- [TASK BRIEF] Pick out the lines below with "reflection" and list them.

[Records from a dataset]
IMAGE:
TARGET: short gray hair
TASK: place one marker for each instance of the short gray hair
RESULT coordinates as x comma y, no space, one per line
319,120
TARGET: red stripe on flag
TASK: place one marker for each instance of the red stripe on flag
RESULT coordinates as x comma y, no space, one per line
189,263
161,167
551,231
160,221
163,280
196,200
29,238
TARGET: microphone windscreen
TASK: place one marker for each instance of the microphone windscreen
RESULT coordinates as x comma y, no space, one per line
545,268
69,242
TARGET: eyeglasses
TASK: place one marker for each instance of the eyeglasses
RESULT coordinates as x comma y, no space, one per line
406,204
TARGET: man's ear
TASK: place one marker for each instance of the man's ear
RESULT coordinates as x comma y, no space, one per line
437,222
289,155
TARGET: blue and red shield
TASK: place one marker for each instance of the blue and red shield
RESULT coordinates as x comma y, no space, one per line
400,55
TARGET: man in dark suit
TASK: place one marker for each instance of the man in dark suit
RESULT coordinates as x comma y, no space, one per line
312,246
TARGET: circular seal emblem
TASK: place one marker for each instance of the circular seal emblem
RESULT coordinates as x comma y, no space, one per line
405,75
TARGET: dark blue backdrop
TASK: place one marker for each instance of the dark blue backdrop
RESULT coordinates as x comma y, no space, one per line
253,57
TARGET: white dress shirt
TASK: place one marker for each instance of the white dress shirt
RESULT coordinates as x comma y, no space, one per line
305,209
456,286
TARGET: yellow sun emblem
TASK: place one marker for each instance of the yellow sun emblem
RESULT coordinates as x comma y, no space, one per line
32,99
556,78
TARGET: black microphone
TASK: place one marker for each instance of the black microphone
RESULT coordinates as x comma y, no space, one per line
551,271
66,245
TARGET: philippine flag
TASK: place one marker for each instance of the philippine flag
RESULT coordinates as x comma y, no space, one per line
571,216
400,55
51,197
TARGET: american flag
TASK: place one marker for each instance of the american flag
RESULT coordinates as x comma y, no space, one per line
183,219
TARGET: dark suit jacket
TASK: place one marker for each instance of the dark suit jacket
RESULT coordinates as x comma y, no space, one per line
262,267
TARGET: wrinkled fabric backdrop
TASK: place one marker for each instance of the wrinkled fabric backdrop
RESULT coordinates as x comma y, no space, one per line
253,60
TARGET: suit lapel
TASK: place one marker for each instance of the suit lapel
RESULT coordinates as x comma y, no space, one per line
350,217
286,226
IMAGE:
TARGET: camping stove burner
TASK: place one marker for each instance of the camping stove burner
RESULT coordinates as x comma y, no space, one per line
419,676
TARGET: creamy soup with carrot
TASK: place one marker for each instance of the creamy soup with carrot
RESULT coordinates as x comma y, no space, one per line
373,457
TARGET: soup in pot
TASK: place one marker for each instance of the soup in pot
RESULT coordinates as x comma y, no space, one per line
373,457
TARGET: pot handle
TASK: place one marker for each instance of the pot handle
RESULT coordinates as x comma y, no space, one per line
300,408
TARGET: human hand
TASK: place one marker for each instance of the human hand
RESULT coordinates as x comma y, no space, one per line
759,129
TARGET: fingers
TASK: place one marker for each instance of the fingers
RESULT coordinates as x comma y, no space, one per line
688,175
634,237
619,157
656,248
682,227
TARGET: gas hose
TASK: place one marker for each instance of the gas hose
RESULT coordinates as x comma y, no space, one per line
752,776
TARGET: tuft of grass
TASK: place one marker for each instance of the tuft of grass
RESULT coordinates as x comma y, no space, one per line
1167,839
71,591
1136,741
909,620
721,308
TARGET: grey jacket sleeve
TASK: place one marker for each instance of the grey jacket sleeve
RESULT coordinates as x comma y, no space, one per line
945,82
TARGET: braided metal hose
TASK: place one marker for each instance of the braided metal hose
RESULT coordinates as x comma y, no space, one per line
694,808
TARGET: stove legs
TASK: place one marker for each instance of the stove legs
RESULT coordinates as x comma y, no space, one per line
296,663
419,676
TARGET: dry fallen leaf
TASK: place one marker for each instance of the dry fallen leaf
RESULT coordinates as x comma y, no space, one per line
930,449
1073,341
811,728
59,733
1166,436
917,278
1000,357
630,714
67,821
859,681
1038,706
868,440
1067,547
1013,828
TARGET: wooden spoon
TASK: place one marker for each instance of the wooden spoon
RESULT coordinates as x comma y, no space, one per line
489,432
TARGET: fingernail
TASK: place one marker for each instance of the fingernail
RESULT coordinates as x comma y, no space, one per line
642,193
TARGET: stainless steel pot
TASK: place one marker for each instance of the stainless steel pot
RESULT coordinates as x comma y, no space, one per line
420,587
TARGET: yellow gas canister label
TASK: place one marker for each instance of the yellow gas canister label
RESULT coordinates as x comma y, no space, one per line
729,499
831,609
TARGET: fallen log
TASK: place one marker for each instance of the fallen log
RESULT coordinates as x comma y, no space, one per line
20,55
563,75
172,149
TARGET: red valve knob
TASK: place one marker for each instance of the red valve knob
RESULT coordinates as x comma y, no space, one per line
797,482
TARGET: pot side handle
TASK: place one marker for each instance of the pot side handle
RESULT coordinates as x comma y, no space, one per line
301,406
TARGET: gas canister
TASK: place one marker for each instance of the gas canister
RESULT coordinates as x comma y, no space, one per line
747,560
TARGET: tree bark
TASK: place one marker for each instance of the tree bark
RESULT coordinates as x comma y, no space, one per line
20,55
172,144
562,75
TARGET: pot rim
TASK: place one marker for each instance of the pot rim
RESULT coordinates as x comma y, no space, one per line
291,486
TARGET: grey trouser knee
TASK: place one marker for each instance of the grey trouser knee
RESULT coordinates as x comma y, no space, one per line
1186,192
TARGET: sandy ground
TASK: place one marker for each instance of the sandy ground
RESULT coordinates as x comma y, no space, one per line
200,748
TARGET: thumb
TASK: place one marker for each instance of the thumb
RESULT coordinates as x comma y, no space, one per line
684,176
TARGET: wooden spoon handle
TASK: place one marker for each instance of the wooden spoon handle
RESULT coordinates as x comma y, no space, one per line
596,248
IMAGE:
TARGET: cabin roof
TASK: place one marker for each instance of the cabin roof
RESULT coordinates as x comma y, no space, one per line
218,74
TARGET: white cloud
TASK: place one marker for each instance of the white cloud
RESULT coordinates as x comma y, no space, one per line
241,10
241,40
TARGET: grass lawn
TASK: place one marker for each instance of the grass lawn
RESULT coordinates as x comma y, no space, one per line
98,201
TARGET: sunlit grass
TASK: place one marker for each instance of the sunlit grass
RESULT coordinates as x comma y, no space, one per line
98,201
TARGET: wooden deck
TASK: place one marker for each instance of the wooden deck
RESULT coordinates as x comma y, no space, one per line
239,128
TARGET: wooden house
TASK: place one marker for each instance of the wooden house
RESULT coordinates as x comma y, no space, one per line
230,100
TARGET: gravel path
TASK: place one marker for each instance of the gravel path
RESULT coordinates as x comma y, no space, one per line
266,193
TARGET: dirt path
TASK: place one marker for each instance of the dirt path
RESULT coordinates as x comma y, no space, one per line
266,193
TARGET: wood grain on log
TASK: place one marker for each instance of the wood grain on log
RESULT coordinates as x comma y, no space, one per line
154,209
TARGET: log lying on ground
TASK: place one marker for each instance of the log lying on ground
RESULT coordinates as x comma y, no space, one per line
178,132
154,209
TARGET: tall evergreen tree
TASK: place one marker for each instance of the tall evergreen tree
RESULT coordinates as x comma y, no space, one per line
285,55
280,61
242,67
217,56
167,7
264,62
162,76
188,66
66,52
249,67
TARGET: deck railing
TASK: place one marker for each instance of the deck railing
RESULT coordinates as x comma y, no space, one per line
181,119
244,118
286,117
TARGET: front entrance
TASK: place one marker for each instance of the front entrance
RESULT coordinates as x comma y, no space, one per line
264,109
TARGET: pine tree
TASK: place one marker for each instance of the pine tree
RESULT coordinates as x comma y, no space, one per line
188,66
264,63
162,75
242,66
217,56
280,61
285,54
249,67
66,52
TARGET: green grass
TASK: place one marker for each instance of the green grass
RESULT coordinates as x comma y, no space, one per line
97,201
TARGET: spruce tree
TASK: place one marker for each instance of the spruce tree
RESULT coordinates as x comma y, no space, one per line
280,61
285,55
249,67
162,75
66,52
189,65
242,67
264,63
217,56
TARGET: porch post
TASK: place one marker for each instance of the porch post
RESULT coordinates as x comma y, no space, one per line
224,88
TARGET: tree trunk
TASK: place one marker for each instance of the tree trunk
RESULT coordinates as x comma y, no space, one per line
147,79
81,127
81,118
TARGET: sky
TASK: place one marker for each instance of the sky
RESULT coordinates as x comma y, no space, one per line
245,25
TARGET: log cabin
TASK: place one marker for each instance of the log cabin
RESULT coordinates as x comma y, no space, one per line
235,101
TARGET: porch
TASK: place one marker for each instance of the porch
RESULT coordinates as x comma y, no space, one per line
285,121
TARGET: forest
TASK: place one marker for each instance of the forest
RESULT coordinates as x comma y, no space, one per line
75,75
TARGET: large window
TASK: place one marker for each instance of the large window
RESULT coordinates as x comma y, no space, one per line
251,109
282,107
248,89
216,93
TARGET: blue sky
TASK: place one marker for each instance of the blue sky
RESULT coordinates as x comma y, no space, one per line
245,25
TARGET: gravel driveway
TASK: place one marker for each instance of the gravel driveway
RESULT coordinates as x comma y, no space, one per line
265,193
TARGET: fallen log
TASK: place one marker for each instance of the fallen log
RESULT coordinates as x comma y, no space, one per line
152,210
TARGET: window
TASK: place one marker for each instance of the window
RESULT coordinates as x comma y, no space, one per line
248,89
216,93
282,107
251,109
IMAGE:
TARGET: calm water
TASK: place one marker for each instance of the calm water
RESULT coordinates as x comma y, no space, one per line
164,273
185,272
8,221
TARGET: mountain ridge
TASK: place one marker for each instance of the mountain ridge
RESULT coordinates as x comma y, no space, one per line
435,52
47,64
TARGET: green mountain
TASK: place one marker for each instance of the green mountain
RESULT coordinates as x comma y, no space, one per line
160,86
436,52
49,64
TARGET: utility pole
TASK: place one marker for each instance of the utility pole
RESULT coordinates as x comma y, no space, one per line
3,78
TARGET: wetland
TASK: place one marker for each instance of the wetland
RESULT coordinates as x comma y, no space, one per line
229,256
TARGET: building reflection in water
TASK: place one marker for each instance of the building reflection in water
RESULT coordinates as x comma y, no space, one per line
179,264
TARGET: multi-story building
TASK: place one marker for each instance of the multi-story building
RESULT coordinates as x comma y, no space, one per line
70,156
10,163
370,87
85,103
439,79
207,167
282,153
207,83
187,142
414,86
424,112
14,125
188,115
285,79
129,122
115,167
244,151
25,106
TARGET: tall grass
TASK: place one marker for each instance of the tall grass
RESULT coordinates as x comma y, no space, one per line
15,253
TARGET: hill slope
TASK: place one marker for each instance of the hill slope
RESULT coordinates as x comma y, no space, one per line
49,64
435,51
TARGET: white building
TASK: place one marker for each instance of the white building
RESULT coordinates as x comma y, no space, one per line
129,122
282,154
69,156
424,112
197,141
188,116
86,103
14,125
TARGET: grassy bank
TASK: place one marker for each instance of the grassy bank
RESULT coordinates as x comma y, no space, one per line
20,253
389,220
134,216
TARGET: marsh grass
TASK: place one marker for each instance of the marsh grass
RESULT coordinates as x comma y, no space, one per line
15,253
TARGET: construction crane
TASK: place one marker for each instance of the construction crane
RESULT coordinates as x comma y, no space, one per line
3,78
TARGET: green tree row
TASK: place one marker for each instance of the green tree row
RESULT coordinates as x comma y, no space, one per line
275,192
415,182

- [YOUR RESPONSE]
TARGET: building reflection in water
TASK: place one marker for each instance of the building reflection in water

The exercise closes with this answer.